Listed records section start

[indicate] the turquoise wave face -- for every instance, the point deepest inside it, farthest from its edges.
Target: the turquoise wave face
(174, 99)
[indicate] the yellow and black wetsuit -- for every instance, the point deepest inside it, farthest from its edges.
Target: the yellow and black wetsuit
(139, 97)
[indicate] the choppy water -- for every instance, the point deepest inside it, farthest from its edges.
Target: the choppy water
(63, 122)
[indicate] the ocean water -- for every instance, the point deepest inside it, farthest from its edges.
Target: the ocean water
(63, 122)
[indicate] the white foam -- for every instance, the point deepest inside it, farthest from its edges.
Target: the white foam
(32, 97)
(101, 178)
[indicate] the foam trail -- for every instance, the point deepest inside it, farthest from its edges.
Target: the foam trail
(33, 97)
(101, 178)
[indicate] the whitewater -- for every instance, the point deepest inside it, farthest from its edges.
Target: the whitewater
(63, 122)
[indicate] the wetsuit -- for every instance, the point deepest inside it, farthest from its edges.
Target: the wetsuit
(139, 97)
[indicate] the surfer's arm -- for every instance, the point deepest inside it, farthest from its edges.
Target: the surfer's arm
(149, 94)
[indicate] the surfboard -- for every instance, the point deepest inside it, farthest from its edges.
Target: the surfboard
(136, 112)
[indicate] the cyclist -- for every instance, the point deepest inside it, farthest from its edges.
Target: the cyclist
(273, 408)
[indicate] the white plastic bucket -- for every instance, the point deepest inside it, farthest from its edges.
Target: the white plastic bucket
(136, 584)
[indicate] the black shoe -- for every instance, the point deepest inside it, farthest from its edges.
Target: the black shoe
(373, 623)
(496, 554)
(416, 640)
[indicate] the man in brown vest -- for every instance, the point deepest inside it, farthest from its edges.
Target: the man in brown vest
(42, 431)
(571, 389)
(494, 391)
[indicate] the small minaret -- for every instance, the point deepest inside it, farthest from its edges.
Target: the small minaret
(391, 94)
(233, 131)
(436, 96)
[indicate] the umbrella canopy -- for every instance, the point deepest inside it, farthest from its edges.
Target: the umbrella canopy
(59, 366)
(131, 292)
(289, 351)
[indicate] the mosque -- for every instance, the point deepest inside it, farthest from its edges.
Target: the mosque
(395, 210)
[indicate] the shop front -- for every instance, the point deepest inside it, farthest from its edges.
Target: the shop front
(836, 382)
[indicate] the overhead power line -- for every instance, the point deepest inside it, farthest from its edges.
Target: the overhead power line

Listed records section end

**Aim of the exercise:**
Every line of the listing, first to last, should be retyped exactly.

**Task response:**
[indicate] the turquoise wave face -- for every instance, the point deepest inside it, farthest from its edges.
Target: the turquoise wave face
(174, 99)
[indicate] the yellow and black wetsuit -- for every instance, the point deepest inside it, farthest from its edges.
Target: the yellow and black wetsuit
(139, 97)
[indicate] the choppy water -- for every instance, the point deepest inside it, farthest from its edges.
Target: the choppy water
(63, 122)
[indicate] the ocean water -- for every instance, the point deepest inside it, farthest from its edges.
Target: the ocean water
(63, 122)
[indicate] the white foam -- for every instance, the point deepest inside it, farthest from its edges.
Target: the white foam
(32, 97)
(101, 178)
[indicate] the foam trail -- for every instance, the point deepest inside it, farthest from its edges.
Target: the foam trail
(33, 97)
(101, 178)
[indicate] the whitewater -- for every instance, the point deepest inside it, farthest from its edges.
Target: the whitewater
(63, 122)
[indicate] the wetsuit -- for every instance, the point deepest inside it, farthest from its edges.
Target: the wetsuit
(139, 97)
[indicate] the surfer's arm -- for every instance, the point deepest inside it, farthest from its edges.
Target: the surfer's arm
(149, 94)
[indicate] the surfboard -- for every instance, the point deepest inside it, farthest from its edges.
Target: the surfboard
(136, 112)
[indicate] the cyclist -- for every instance, the point deepest inside it, farthest from its edges.
Target: the cyclist
(273, 408)
[indicate] the white plastic bucket -- for every instance, the point deepest inside it, farthest from its edges.
Target: the white plastic bucket
(136, 584)
[indicate] the black shoe -- for every instance, the point deepest inside it, farthest from its edges.
Target: the black shoe
(373, 623)
(496, 554)
(416, 640)
[indicate] the man in brown vest -- for every instance, the point deepest inside it, farthest from its edges.
Target: the man in brown vest
(42, 431)
(571, 389)
(494, 391)
[indicate] the small minaret -- for every instance, the point deepest inside it, farthest from its edges.
Target: the small minaret
(391, 94)
(233, 131)
(436, 96)
[indicate] the umbrella canopy -- for every instance, the point deepest inside it, farthest from its edges.
Target: the umbrella canopy
(59, 366)
(131, 292)
(289, 351)
[indicate] the mosque -- for every instance, the point deepest inside it, farthest from its edges.
Target: the mosque
(395, 210)
[indicate] the shop front -- for every instance, the point deepest inside it, farthest from its edges.
Target: the shop front
(836, 382)
[indicate] the overhead power line -- for every instance, the point deepest inside it, farthest from its edges.
Target: the overhead power line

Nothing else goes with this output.